╭─ PROVIDED TEXT

A case clearly arises under the Constitution for purposes of § 1331 when the plaintiff claims, for example, that a government officer or employee, acting in his or her official capacity, injures the plaintiff by taking an action that violates a provision of the Constitution or by acting pursuant to an unconstitutional statute. The federal question jurisdiction of the district courts also encompasses causes of action created by federal statutes, such as 42 U.S.C. § 1983, which explicitly authorizes a private remedy for acts that are taken under color of state law and violate rights secured by federal law./12/ In such cases, federal law both creates the cause of action, supplying the underlying substantive rules that govern defendants’ conduct, and authorizes plaintiffs to enforce the rights created.

╰─

§ **YOUR TASKS**:
**1.** In the passage on federal question jurisdiction, which federal statute is named as explicitly authorizing a private remedy?
**2.** From the passage on federal question jurisdiction, quote the section that begins with the words containing "A case clearly" and ends with "the rights created.".

╭─ SUPPLIED INFORMATION

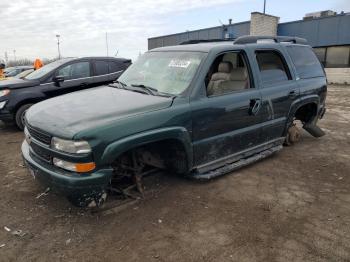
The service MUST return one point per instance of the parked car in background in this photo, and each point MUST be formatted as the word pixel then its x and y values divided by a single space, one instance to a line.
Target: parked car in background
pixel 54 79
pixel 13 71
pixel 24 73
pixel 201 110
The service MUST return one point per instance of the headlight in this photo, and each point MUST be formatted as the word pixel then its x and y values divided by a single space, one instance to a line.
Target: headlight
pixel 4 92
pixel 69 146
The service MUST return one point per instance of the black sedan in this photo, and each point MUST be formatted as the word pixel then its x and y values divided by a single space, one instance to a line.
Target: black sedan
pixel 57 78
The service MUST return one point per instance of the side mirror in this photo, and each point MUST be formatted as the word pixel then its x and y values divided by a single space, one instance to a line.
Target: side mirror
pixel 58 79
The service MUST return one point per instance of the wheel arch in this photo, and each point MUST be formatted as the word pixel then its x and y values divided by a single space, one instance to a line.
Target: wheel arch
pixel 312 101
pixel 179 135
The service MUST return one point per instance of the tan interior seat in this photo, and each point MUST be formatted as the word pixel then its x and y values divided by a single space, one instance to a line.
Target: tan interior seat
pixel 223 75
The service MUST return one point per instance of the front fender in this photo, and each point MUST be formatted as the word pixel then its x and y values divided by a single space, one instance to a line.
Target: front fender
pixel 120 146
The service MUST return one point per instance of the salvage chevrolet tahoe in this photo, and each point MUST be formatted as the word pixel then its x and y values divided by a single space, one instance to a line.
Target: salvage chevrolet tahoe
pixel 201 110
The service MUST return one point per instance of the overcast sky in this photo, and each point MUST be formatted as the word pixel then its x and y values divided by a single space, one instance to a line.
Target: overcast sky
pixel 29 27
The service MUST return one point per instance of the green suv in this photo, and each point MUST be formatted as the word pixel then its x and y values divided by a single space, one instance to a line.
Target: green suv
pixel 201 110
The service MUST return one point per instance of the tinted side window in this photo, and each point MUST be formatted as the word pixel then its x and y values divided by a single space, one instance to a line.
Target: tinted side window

╰─
╭─ SUPPLIED INFORMATION

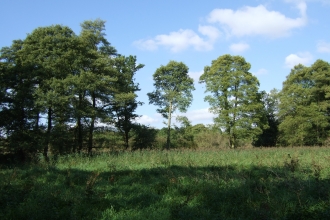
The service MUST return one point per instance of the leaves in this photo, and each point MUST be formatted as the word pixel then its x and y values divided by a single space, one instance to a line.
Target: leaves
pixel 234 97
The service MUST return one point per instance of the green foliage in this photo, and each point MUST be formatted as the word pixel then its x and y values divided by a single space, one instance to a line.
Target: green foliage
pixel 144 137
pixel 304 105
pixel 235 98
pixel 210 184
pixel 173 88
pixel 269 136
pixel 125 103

╰─
╭─ SUPPLIED INFORMATION

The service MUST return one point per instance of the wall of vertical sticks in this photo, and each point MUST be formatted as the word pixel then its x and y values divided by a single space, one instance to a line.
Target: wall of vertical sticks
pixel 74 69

╰─

§ **ANSWERS PROVIDED**:
**1.** 42 U.S.C. § 1983

**2.**
A case clearly arises under the Constitution for purposes of § 1331 when the plaintiff claims, for example, that a government officer or employee, acting in his or her official capacity, injures the plaintiff by taking an action that violates a provision of the Constitution or by acting pursuant to an unconstitutional statute. The federal question jurisdiction of the district courts also encompasses causes of action created by federal statutes, such as 42 U.S.C. § 1983, which explicitly authorizes a private remedy for acts that are taken under color of state law and violate rights secured by federal law./12/ In such cases, federal law both creates the cause of action, supplying the underlying substantive rules that govern defendants’ conduct, and authorizes plaintiffs to enforce the rights created.